◆ SELECTED TEXT:
= Beginning of Section =

Newport's city centre shops are concentrated along the pedestrianised High Street, Commercial Street and adjoining roads. Friars Walk shopping and leisure complex and, linked by John Frost Square, the adjoining Kingsway Shopping Centre are the main under-cover shopping areas. The city centre has suffered from competition from Cwmbran Centre and out-of-town shopping areas at Newport Retail Park to the east and retail parks around Maesglas to the west. The protracted development of Friars Walk was also cited as a reason for high street stores, such as Marks and Spencer, leaving the city centre during the 2010s.

===Friars Walk===
Friars Walk is a partially under-cover shopping centre and leisure complex with several levels, and a range of high street shops, eateries, a bowling alley and a soft play area.

===Kingsway===
Kingsway Shopping Centre is an under-cover shopping centre and a car park with over 1000 spaces. It offers a range of high street and privately owned shops, adjoining Newport Museum, Art Gallery and Central Library. It is close to Newport bus station, and was redeveloped in 2008.

===Cambrian Centre===
The Cambrian Centre is a small shopping centre in Cambrian Road in Newport city centre. Among other units, it houses one of the city's Wetherspoon's public houses, the John Wallace Linton.

A planning application by Holder Mathias Architects was approved in 2007 by Newport City Council for an £87 million redevelopment and refurbishment to be known as City Spires but it was mothballed in 2008 before construction started. An alternative redevelopment plan was started in 2012. The first phase of development, Admiral House, was opened in 2014.

= End of Section =

◆ ENTRIES SUPPLIED:

= Beginning of Section =

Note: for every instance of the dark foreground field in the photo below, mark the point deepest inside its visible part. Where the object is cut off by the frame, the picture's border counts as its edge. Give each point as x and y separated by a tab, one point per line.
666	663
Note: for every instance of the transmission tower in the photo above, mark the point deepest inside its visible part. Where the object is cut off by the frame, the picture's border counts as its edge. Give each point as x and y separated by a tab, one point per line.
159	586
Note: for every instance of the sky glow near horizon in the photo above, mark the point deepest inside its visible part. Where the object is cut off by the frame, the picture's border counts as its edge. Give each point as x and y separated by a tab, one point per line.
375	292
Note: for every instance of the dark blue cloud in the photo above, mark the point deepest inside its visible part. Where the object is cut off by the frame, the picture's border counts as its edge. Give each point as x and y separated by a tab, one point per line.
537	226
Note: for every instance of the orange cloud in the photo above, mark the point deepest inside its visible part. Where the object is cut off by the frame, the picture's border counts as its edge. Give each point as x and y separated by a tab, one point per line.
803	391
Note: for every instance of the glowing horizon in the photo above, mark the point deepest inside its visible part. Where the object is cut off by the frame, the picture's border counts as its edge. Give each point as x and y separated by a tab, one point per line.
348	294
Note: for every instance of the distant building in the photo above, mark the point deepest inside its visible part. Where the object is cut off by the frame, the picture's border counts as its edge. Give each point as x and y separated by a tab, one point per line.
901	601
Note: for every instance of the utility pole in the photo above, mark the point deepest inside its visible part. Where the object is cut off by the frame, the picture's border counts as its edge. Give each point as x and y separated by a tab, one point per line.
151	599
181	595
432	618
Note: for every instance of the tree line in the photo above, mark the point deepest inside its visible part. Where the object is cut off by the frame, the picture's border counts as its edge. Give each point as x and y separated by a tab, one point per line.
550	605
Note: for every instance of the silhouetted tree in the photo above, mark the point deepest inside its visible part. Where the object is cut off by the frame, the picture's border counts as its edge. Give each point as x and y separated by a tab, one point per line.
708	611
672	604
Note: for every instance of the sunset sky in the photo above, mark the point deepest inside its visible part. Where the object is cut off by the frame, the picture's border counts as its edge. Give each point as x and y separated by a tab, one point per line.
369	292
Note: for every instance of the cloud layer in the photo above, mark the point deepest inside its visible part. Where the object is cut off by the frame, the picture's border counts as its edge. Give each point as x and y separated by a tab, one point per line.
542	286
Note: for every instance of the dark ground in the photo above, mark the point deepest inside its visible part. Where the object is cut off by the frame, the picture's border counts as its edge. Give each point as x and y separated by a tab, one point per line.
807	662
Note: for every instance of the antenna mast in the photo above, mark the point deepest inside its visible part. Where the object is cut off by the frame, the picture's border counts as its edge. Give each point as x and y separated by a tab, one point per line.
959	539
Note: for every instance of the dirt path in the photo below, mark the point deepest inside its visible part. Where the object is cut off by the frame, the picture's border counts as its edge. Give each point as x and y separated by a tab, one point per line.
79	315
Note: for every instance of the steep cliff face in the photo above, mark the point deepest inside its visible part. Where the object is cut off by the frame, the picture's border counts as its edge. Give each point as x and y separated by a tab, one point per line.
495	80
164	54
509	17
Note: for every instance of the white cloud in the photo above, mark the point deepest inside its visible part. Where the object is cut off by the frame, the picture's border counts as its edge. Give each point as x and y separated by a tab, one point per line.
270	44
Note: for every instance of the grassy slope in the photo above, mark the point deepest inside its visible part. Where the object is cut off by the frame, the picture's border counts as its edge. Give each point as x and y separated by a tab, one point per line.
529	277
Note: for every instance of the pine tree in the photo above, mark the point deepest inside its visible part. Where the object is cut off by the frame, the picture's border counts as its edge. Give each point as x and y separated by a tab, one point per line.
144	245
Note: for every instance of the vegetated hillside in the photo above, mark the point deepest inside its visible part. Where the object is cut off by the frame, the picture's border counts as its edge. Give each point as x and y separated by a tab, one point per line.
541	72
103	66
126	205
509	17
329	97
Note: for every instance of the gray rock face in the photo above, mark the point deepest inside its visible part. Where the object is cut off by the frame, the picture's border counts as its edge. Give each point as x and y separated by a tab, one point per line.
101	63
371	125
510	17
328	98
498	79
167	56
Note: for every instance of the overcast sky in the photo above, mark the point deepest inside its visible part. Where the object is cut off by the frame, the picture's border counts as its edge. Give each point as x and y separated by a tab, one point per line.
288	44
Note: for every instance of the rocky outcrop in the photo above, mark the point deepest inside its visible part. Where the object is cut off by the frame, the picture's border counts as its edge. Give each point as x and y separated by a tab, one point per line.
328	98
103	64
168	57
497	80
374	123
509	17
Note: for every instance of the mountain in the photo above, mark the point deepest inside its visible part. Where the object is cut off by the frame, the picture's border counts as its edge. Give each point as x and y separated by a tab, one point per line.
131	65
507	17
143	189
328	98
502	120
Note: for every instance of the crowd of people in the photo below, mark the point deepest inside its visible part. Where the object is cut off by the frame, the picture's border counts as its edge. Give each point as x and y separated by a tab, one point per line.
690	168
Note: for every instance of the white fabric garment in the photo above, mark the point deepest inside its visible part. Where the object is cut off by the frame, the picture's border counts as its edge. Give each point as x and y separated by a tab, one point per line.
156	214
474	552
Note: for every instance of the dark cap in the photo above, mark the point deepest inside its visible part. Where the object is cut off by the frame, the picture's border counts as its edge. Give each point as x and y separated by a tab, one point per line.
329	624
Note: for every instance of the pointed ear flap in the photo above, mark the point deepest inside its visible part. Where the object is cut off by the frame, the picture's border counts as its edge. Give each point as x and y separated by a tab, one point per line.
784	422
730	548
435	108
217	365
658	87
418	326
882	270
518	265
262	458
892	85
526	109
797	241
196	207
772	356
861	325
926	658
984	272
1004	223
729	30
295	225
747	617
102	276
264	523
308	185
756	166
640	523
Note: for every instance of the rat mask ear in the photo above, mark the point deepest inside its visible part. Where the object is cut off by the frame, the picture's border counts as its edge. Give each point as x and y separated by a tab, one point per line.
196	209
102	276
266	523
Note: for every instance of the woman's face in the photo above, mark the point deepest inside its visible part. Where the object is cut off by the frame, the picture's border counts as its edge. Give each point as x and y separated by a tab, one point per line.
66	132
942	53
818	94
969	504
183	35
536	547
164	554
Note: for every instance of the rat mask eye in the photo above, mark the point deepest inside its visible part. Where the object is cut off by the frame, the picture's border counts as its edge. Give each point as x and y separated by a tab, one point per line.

= End of Section =

◆ WHAT THE TASK ASKS: Give again, word for word, the part of the text on Newport city centre shopping that opens with the words containing "Newport's city centre" and closes with "soft play area.".

◆ FINAL ANSWER:
Newport's city centre shops are concentrated along the pedestrianised High Street, Commercial Street and adjoining roads. Friars Walk shopping and leisure complex and, linked by John Frost Square, the adjoining Kingsway Shopping Centre are the main under-cover shopping areas. The city centre has suffered from competition from Cwmbran Centre and out-of-town shopping areas at Newport Retail Park to the east and retail parks around Maesglas to the west. The protracted development of Friars Walk was also cited as a reason for high street stores, such as Marks and Spencer, leaving the city centre during the 2010s.

===Friars Walk===
Friars Walk is a partially under-cover shopping centre and leisure complex with several levels, and a range of high street shops, eateries, a bowling alley and a soft play area.